§ **SHORT PROBLEM**: Write down each entry again, exactly as it reads.
--- Begin ---
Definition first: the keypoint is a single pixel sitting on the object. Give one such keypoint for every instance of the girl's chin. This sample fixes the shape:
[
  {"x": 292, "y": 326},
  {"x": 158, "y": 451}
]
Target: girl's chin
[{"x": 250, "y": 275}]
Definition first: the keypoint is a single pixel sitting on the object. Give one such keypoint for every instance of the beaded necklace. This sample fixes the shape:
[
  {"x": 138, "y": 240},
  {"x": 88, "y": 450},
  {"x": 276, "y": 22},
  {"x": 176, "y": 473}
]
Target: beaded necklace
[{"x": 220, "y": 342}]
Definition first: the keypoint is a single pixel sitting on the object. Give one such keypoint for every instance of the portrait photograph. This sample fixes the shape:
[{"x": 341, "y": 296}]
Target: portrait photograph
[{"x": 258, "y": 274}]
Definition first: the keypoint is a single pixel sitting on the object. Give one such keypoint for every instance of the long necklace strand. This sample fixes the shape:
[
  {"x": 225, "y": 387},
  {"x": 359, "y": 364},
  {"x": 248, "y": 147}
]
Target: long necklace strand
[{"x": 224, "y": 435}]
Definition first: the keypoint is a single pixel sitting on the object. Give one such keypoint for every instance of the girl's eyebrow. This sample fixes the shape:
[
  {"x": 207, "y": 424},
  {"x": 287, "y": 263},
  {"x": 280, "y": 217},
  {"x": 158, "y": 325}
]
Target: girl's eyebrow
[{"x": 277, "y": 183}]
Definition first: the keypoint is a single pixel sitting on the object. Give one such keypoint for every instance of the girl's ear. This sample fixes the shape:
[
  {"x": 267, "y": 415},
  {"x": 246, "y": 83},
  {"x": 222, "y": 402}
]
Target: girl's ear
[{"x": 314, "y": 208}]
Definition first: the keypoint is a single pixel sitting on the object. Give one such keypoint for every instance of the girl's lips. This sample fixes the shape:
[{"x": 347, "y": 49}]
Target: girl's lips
--- End ---
§ **RIGHT ANSWER**:
Definition first: the keypoint is a single pixel sitting on the object. Give one such keypoint for every instance of the girl's chin. This sample fixes the shape:
[
  {"x": 292, "y": 326},
  {"x": 158, "y": 451}
]
Target: girl's chin
[{"x": 250, "y": 275}]
Definition first: the keypoint is a single pixel sitting on the object. Give one such keypoint for every instance of the beaded necklace. This sample fixes the shape:
[
  {"x": 138, "y": 240},
  {"x": 88, "y": 450},
  {"x": 276, "y": 22},
  {"x": 176, "y": 473}
]
Target: beaded necklace
[{"x": 220, "y": 342}]
Definition first: the keypoint is a single pixel sitting on the object. Give one such keypoint for every instance of the portrait photograph. This sample fixes the shape:
[{"x": 341, "y": 296}]
Target: portrait photograph
[{"x": 258, "y": 274}]
Definition first: the keypoint is a single pixel sitting on the object. Give one such keypoint for every instance of the long necklace strand. This sample fixes the shape:
[
  {"x": 225, "y": 387},
  {"x": 359, "y": 364},
  {"x": 248, "y": 147}
]
Target: long necklace strand
[{"x": 224, "y": 435}]
Definition first: the keypoint is a single pixel sitting on the object. Give one such keypoint for every instance of the girl's eyebrow. This sample fixes the shape:
[
  {"x": 207, "y": 424},
  {"x": 287, "y": 263},
  {"x": 280, "y": 217},
  {"x": 158, "y": 325}
]
Target: girl's eyebrow
[{"x": 277, "y": 183}]
Definition first: the keypoint is a single pixel sitting on the object. Give one such keypoint for every instance of the girl's ear. This sample fixes the shape:
[
  {"x": 267, "y": 415},
  {"x": 246, "y": 83},
  {"x": 222, "y": 402}
]
Target: girl's ear
[{"x": 314, "y": 208}]
Definition first: the keypoint is a single pixel sitting on the object. Give one such keypoint for every instance of the girl's lips. This sample fixes the shape:
[{"x": 347, "y": 49}]
Target: girl's lips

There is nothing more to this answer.